═══ DATA RECORDS

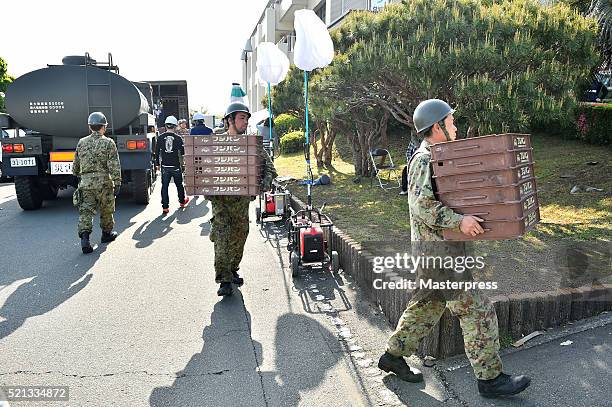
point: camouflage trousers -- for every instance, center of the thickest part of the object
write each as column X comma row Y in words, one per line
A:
column 229, row 231
column 92, row 200
column 478, row 323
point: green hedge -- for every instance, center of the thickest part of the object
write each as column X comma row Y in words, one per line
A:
column 594, row 123
column 293, row 142
column 285, row 123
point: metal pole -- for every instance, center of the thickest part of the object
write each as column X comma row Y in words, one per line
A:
column 271, row 146
column 307, row 145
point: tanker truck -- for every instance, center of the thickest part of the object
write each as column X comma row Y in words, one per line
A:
column 52, row 105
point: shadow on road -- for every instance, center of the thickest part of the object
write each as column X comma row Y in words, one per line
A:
column 228, row 371
column 44, row 257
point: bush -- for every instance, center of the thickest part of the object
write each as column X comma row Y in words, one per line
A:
column 594, row 123
column 507, row 65
column 285, row 123
column 293, row 142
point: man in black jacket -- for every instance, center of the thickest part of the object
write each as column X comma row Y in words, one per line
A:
column 170, row 151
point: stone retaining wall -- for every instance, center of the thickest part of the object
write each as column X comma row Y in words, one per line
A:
column 517, row 314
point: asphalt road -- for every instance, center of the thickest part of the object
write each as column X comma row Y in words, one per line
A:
column 138, row 323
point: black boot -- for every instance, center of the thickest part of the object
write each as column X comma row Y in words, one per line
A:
column 239, row 281
column 85, row 244
column 108, row 237
column 225, row 289
column 503, row 385
column 398, row 365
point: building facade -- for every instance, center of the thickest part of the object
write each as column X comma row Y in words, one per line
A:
column 276, row 25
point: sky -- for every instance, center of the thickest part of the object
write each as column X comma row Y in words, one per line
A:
column 197, row 41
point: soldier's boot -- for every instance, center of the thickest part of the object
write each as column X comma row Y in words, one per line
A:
column 85, row 244
column 239, row 281
column 225, row 289
column 503, row 385
column 108, row 237
column 398, row 365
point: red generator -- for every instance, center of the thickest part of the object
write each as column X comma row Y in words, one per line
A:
column 307, row 246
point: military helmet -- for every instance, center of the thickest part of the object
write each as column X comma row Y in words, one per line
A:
column 430, row 112
column 236, row 107
column 171, row 120
column 97, row 119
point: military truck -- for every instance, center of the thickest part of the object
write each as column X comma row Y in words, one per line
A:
column 52, row 105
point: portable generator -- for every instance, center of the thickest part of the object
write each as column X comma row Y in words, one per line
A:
column 307, row 246
column 308, row 227
column 274, row 203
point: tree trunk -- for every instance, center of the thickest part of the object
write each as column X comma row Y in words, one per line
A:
column 384, row 138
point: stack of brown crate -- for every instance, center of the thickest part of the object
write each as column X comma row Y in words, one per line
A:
column 490, row 177
column 223, row 165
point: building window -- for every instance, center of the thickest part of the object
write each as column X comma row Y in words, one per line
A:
column 320, row 11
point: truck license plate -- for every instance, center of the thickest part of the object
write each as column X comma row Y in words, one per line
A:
column 58, row 168
column 23, row 162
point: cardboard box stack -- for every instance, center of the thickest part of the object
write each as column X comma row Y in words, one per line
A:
column 490, row 177
column 223, row 165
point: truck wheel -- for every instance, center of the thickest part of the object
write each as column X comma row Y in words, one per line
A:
column 28, row 192
column 49, row 192
column 295, row 263
column 335, row 262
column 141, row 186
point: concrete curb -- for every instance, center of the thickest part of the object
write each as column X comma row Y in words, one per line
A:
column 518, row 314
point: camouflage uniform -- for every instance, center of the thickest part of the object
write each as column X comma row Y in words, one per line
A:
column 428, row 218
column 96, row 162
column 230, row 225
column 182, row 132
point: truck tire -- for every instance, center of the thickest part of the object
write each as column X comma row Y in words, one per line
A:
column 141, row 186
column 49, row 192
column 29, row 195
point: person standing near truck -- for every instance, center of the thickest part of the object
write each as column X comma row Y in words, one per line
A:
column 200, row 128
column 230, row 221
column 96, row 164
column 170, row 151
column 182, row 130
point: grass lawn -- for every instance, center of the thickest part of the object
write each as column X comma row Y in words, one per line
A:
column 369, row 214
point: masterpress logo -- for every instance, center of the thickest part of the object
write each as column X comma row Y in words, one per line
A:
column 432, row 272
column 410, row 263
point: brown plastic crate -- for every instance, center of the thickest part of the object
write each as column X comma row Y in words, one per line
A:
column 198, row 180
column 200, row 160
column 480, row 163
column 495, row 178
column 223, row 190
column 501, row 211
column 500, row 229
column 223, row 170
column 488, row 195
column 222, row 140
column 495, row 143
column 229, row 150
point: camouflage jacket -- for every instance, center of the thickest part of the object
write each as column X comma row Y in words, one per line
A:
column 96, row 162
column 428, row 216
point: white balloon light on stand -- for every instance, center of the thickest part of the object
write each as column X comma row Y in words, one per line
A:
column 313, row 49
column 272, row 68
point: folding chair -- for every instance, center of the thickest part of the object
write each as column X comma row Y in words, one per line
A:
column 386, row 172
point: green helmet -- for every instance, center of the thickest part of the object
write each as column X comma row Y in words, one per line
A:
column 236, row 107
column 430, row 112
column 96, row 119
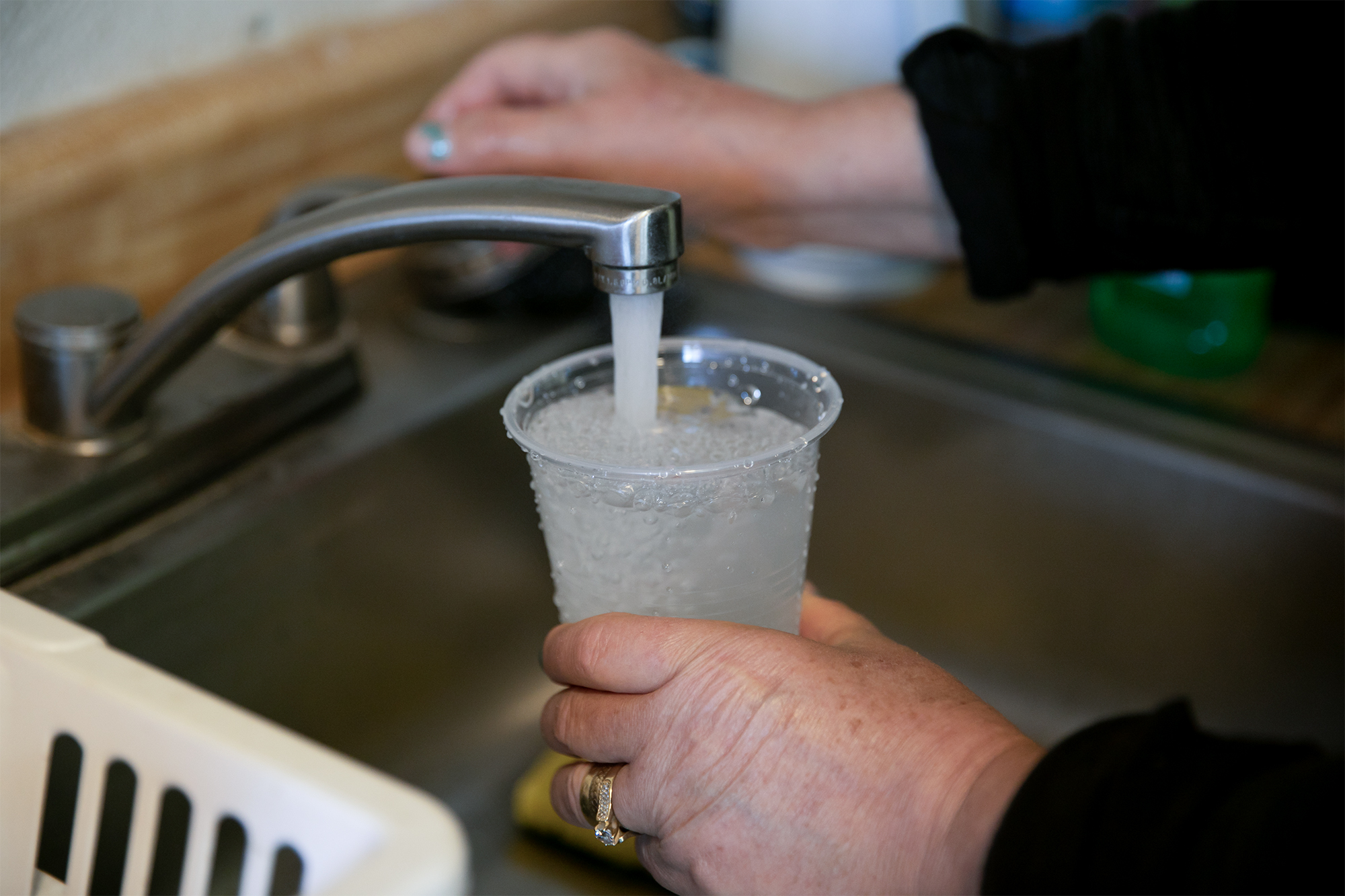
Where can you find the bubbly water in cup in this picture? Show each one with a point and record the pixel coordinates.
(704, 516)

══════

## TASK BRIEF
Which lines of the records above contain the word "military"? Report each one in full.

## RESPONSE TO THE TASK
point: military helmet -- for every instance, center of the thickest part of the object
point: military truck -- for every instance, center of the thickest part of the object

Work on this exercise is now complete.